Data extract
# # # #

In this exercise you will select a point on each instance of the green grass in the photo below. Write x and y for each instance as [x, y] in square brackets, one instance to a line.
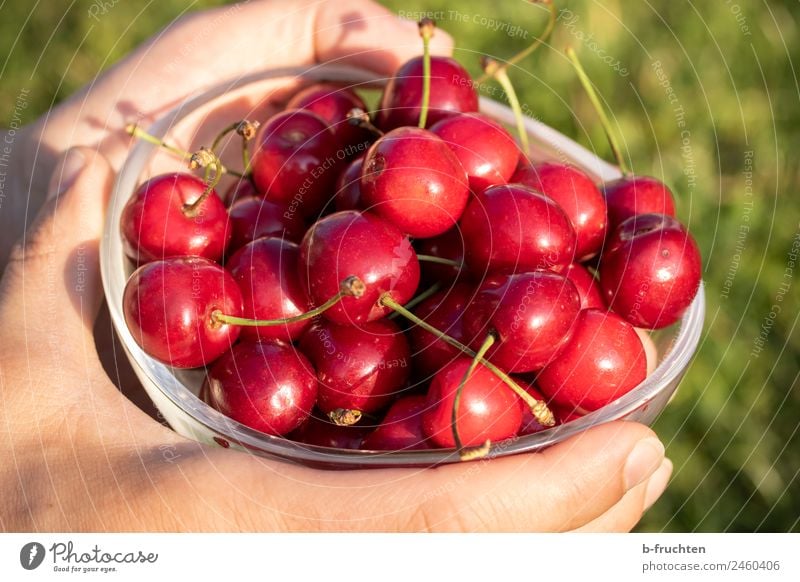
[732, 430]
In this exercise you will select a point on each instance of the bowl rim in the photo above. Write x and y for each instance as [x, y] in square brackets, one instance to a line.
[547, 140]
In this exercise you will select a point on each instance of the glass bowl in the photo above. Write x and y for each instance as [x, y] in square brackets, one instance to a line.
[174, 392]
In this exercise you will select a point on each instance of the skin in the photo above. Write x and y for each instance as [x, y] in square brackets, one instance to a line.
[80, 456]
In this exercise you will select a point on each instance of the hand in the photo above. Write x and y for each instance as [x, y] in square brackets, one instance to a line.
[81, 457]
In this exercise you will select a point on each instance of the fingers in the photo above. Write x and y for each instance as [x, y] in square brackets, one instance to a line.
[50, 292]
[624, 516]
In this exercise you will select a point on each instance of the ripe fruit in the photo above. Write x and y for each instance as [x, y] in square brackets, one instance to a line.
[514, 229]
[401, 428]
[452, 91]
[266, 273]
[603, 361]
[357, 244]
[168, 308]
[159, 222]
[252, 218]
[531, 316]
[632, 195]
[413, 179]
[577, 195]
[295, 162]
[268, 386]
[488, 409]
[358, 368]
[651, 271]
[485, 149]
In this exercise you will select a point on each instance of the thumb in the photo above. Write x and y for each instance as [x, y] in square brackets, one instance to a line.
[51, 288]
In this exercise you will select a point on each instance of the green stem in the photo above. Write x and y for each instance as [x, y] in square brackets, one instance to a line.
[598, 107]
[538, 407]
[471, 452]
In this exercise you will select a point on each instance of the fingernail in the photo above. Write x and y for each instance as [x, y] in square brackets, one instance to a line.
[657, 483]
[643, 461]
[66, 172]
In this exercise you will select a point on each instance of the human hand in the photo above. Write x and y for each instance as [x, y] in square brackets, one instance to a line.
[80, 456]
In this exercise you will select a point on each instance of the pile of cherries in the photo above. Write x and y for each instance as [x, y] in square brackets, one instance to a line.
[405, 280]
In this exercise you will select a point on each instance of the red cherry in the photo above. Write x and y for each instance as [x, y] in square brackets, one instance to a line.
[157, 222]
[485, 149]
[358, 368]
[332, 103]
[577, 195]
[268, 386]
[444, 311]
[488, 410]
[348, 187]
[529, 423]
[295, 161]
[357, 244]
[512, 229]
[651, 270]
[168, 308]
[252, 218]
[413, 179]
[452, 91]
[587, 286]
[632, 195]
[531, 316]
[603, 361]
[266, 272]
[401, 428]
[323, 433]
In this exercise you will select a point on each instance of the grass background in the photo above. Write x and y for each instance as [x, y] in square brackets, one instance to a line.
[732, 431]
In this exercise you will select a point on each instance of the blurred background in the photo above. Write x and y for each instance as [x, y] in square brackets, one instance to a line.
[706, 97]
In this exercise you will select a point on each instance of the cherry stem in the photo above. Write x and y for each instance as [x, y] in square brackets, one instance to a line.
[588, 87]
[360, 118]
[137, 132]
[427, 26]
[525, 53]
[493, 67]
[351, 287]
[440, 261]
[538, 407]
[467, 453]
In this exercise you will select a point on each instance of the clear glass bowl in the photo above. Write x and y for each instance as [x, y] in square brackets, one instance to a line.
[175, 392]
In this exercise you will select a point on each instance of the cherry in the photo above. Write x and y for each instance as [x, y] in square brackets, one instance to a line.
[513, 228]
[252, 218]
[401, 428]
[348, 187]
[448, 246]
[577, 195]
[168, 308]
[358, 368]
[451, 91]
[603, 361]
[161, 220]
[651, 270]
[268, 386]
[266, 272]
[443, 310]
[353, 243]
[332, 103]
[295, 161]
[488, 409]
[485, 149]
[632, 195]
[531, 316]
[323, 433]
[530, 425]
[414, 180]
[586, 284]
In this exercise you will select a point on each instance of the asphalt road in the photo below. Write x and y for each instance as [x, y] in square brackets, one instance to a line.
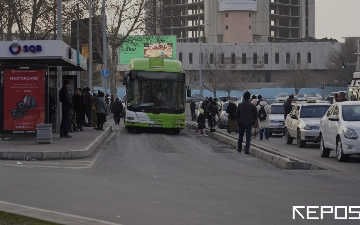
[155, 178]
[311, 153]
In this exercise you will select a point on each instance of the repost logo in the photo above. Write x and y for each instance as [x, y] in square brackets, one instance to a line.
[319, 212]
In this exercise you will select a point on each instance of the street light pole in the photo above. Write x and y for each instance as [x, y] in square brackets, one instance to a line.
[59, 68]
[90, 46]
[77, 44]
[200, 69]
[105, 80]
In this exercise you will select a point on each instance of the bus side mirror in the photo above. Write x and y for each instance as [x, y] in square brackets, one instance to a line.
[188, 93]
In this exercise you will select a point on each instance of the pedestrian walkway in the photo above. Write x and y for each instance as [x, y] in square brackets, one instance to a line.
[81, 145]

# # # #

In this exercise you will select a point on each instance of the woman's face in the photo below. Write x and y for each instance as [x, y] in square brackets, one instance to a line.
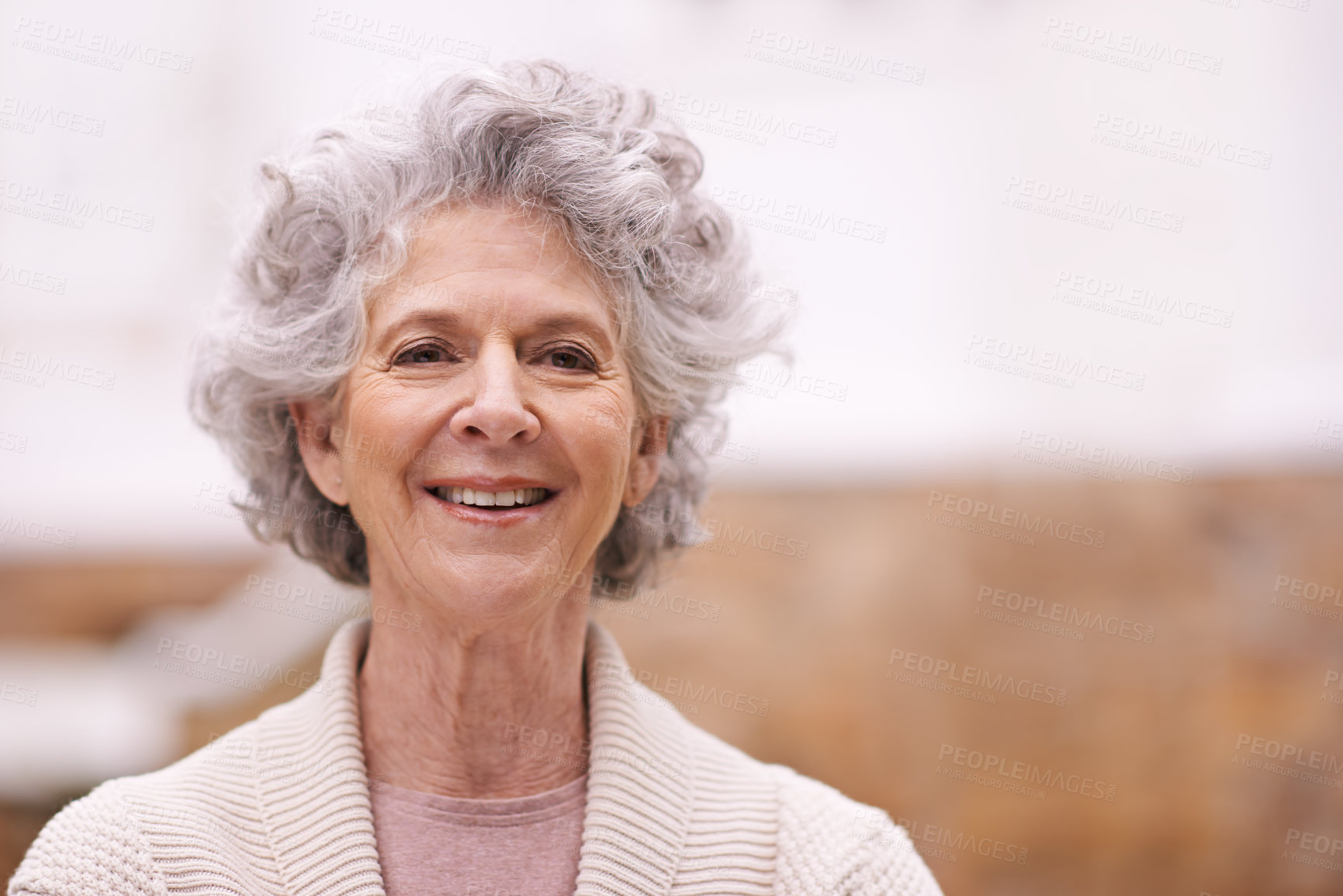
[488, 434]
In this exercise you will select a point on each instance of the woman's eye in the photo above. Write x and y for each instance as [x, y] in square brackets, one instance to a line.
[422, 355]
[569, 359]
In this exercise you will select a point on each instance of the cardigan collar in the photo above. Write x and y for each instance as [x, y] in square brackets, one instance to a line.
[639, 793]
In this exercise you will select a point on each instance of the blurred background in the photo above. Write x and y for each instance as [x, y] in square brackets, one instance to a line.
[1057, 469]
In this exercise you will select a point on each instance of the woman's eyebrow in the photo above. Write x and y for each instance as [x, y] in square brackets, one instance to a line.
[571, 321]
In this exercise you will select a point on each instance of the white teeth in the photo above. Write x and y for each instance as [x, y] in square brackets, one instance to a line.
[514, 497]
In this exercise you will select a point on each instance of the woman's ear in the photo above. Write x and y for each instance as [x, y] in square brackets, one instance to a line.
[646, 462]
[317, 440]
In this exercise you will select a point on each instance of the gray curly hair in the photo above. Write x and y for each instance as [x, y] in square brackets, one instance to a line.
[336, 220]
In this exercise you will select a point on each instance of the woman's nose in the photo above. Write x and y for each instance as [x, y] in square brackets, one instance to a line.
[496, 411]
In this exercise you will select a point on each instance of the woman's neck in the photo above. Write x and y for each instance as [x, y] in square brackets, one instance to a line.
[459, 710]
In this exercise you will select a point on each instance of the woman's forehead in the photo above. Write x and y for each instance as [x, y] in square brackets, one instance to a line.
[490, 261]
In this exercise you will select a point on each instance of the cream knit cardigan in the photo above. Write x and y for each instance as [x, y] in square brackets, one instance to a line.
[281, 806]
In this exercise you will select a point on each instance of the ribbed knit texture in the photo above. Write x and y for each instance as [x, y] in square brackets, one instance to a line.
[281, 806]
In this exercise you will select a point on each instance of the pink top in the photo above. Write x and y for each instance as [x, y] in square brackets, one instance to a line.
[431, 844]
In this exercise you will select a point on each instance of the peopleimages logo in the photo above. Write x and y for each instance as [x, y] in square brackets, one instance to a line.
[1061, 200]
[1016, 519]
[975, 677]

# # # #

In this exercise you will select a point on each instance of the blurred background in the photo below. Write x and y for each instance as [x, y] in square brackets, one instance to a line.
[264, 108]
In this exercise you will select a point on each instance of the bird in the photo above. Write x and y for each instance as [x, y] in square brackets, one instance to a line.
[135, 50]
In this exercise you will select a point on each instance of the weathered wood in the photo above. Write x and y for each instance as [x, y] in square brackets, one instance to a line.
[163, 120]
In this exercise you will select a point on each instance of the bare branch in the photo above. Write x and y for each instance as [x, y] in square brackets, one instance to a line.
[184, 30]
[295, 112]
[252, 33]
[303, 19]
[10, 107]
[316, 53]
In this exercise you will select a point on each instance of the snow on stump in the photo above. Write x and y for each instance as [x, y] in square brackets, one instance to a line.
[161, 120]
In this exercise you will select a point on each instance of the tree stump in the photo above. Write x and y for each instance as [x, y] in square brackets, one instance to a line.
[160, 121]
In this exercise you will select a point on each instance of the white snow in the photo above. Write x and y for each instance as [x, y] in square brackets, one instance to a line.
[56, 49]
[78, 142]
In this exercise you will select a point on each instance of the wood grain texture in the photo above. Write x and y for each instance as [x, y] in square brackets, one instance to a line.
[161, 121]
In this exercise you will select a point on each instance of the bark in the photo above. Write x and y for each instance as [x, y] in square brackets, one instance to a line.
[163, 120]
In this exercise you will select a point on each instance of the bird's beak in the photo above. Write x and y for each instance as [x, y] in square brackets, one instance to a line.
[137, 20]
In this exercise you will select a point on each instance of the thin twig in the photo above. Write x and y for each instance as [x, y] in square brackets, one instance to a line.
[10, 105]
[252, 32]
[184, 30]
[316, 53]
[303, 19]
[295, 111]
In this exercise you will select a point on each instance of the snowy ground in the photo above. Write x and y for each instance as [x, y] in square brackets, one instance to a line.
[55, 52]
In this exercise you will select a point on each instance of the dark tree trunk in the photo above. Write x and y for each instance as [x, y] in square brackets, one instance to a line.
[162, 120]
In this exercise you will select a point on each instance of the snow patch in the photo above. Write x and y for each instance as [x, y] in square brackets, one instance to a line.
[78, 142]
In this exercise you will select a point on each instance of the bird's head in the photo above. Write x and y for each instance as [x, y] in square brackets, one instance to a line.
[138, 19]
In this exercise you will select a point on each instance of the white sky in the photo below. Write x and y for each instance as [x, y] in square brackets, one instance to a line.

# # # #

Exercise details
Extract each line of the items above that contains the word "hand". Treat uppercase and lowercase letters as different.

Full solution
In this exercise you will select a point on each instance of the hand in the photo above. Write x and y for each instance as [x, y] in square brackets, one instance to a line.
In this exercise you will select a point on each instance of the human hand in the photo above. Write x and y for each instance as [x, y] in square brackets, one instance to a line.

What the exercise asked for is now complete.